**Provided text**
--- start ---

Music in general, and his fiddle specifically, have always been central to Wes's life. Playing the instrument allowed him to speak from the heart. Being a prison guard was something he did—a way to make a living. But music was his true identity. It defined him and gave his life meaning. Losing his ability to play his fiddle was like losing a part of his soul. That scar is far worse than the burn marks on his arm.

Bobby is incidentally up for parole and Wes intends to speak against his release, despite Bobby's claims of conversion to Christianity and his subsequent model behavior. Although he has attended and liked church all his life, Wes struggles with faith in God. He feels as though he cannot truly believe the way he yearns to. He longs for proof that God is listening. It enrages him to think that a sociopathic thug like Bobby Williams could find faith so easily. As he says, "A man like that doesn't deserve to believe...when I spent my whole life trying and still can't do it." Ultimately, the stunning revelation as to the root of Bobby Williams's conversion is both heart-breaking and affirming.

--- end ---

**Instructions**
**A)** Can you reproduce the passage about Wes and his fiddle word for word, starting at "Bobby is incidentally" and ending at "heart-breaking and affirming."?
**B)** How would the passage about Wes and his fiddle go on? Continue it from its last sentence.

Location identification entries:

--- start ---

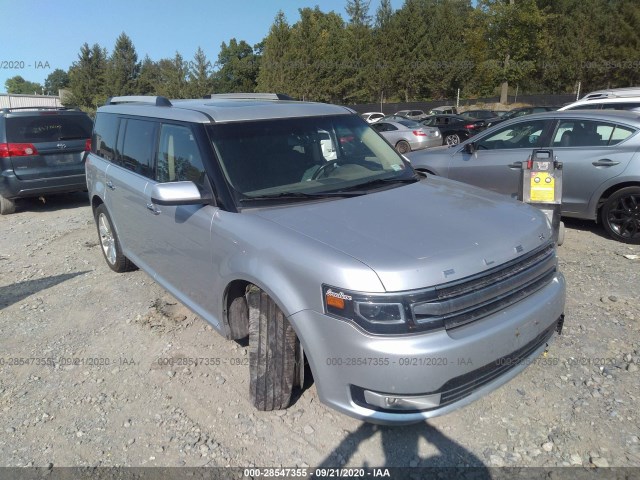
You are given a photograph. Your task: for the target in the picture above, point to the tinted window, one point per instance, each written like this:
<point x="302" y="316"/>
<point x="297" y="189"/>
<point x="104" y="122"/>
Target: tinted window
<point x="520" y="135"/>
<point x="47" y="127"/>
<point x="137" y="147"/>
<point x="585" y="133"/>
<point x="178" y="157"/>
<point x="271" y="157"/>
<point x="103" y="142"/>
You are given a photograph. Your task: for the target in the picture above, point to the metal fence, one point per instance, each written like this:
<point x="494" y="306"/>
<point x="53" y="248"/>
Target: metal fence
<point x="535" y="100"/>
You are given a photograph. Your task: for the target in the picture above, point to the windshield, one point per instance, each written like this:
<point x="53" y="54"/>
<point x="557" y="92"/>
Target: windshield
<point x="305" y="157"/>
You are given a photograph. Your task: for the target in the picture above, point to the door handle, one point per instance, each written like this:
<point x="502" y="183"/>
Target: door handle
<point x="154" y="210"/>
<point x="605" y="162"/>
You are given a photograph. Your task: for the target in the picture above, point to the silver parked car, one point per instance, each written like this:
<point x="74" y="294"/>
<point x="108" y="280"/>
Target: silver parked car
<point x="407" y="296"/>
<point x="407" y="135"/>
<point x="600" y="152"/>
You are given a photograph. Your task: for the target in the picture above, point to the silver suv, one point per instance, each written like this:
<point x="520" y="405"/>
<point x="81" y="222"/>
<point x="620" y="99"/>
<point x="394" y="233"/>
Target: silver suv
<point x="407" y="296"/>
<point x="612" y="99"/>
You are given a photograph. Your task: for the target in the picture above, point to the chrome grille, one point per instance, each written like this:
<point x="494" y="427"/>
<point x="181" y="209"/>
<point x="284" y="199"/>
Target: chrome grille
<point x="471" y="299"/>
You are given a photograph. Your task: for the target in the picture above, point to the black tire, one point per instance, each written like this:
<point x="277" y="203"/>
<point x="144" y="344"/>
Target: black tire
<point x="620" y="215"/>
<point x="403" y="147"/>
<point x="7" y="206"/>
<point x="109" y="243"/>
<point x="272" y="353"/>
<point x="451" y="140"/>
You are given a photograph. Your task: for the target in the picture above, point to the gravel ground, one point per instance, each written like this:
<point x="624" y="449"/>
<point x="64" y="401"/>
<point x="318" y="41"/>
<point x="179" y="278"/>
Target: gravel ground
<point x="126" y="405"/>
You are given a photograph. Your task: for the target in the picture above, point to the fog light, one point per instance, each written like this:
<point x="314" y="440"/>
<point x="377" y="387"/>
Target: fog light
<point x="402" y="402"/>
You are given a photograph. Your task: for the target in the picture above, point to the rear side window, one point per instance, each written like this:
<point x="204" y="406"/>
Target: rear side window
<point x="47" y="127"/>
<point x="105" y="132"/>
<point x="178" y="157"/>
<point x="586" y="133"/>
<point x="137" y="147"/>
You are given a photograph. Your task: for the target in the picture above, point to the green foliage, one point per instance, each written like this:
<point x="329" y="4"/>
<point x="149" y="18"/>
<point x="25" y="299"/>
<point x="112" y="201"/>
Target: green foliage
<point x="19" y="85"/>
<point x="123" y="68"/>
<point x="238" y="67"/>
<point x="87" y="78"/>
<point x="200" y="82"/>
<point x="56" y="81"/>
<point x="427" y="49"/>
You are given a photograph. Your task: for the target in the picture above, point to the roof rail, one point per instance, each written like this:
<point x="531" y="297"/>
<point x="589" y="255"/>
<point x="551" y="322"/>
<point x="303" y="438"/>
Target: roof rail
<point x="158" y="101"/>
<point x="613" y="93"/>
<point x="35" y="107"/>
<point x="250" y="96"/>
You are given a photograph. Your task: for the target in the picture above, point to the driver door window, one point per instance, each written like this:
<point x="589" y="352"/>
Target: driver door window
<point x="519" y="135"/>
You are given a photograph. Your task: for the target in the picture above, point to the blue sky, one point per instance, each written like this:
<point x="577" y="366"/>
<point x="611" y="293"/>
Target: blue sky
<point x="56" y="29"/>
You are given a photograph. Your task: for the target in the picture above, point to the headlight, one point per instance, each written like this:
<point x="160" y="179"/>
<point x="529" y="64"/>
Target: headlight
<point x="376" y="313"/>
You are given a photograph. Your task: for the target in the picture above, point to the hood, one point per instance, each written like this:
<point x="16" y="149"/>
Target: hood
<point x="419" y="235"/>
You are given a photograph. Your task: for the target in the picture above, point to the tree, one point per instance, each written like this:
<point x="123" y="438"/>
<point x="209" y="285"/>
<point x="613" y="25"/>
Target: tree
<point x="514" y="34"/>
<point x="19" y="85"/>
<point x="122" y="68"/>
<point x="238" y="67"/>
<point x="359" y="54"/>
<point x="56" y="81"/>
<point x="383" y="14"/>
<point x="149" y="77"/>
<point x="87" y="78"/>
<point x="173" y="77"/>
<point x="275" y="67"/>
<point x="200" y="81"/>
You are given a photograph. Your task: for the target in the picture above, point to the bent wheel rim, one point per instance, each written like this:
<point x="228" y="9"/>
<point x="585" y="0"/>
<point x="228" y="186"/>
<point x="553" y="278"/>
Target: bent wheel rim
<point x="107" y="241"/>
<point x="624" y="217"/>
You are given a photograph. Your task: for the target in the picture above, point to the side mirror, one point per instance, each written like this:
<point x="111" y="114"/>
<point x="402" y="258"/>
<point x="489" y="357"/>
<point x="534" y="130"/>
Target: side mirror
<point x="177" y="193"/>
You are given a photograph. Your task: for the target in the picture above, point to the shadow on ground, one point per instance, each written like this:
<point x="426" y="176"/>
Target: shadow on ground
<point x="401" y="448"/>
<point x="14" y="293"/>
<point x="52" y="202"/>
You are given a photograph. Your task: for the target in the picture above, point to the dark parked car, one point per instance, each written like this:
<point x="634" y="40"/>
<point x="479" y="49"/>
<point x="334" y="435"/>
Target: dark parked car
<point x="454" y="128"/>
<point x="600" y="153"/>
<point x="41" y="152"/>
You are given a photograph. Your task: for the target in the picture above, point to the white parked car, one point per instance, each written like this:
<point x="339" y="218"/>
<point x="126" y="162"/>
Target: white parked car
<point x="611" y="99"/>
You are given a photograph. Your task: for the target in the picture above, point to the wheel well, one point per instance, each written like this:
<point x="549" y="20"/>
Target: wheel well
<point x="96" y="202"/>
<point x="610" y="191"/>
<point x="236" y="289"/>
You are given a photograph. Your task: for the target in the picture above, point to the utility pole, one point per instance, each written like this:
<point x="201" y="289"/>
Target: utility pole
<point x="504" y="88"/>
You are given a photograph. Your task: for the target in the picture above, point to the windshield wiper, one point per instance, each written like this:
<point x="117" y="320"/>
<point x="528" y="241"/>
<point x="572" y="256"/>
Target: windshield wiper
<point x="380" y="182"/>
<point x="299" y="196"/>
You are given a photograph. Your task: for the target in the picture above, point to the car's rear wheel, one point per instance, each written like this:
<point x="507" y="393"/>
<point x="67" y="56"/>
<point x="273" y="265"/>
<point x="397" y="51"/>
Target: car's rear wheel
<point x="272" y="353"/>
<point x="452" y="139"/>
<point x="403" y="147"/>
<point x="109" y="242"/>
<point x="7" y="206"/>
<point x="620" y="215"/>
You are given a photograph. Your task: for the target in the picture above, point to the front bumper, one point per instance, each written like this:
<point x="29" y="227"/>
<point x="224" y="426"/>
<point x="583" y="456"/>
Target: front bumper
<point x="450" y="368"/>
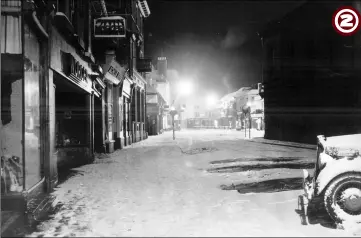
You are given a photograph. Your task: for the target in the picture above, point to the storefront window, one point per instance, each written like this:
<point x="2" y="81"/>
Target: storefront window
<point x="120" y="113"/>
<point x="12" y="173"/>
<point x="32" y="68"/>
<point x="71" y="118"/>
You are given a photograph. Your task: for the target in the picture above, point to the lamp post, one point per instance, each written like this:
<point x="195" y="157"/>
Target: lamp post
<point x="246" y="109"/>
<point x="173" y="112"/>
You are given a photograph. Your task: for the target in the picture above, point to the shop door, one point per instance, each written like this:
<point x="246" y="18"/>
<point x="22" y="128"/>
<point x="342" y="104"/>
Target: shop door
<point x="32" y="77"/>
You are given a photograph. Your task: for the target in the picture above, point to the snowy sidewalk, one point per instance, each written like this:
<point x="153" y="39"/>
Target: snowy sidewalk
<point x="158" y="188"/>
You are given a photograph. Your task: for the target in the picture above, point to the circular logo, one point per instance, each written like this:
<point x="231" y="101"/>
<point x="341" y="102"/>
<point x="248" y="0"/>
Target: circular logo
<point x="346" y="21"/>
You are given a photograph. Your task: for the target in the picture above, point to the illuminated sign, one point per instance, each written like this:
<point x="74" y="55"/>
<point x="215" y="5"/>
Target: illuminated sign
<point x="109" y="27"/>
<point x="73" y="68"/>
<point x="114" y="72"/>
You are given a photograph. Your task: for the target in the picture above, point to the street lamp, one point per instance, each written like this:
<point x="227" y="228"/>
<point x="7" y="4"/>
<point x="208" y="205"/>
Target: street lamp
<point x="173" y="112"/>
<point x="185" y="87"/>
<point x="211" y="100"/>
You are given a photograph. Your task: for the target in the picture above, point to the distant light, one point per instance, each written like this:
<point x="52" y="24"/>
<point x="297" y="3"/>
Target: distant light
<point x="211" y="100"/>
<point x="185" y="87"/>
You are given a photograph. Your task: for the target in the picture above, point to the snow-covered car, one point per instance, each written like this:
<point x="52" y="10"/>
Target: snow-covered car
<point x="336" y="179"/>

--- end ---

**Answers below**
**A)**
Bobby is incidentally up for parole and Wes intends to speak against his release, despite Bobby's claims of conversion to Christianity and his subsequent model behavior. Although he has attended and liked church all his life, Wes struggles with faith in God. He feels as though he cannot truly believe the way he yearns to. He longs for proof that God is listening. It enrages him to think that a sociopathic thug like Bobby Williams could find faith so easily. As he says, "A man like that doesn't deserve to believe...when I spent my whole life trying and still can't do it." Ultimately, the stunning revelation as to the root of Bobby Williams's conversion is both heart-breaking and affirming.

**B)**
Although Wes's story is told chronologically, deftly weaving in his memories and recollections, each of the novel's four sections starts with Claire's point of view and works backwards providing us with another view into Wes's psyche. The father-stepson relationship proves to be complicated, as we learn the history of Dennis and Wes's tumultuous relationship. Once we see how they used to be with one another; with Wes playing the fiddle and Dennis dancing to his music, we feel the pain of their fractured bond with even more urgency.

This a gritty story dealing with misery and pain. After all, in a prison-town, there is no escaping the fact that bad things happen. Some people commit horrendous crimes. And yet, despite the tough truths, there is also hope, and a deep appreciation for beauty. The story is much like the rugged mountains of Montana: beautiful, yet rough and immense.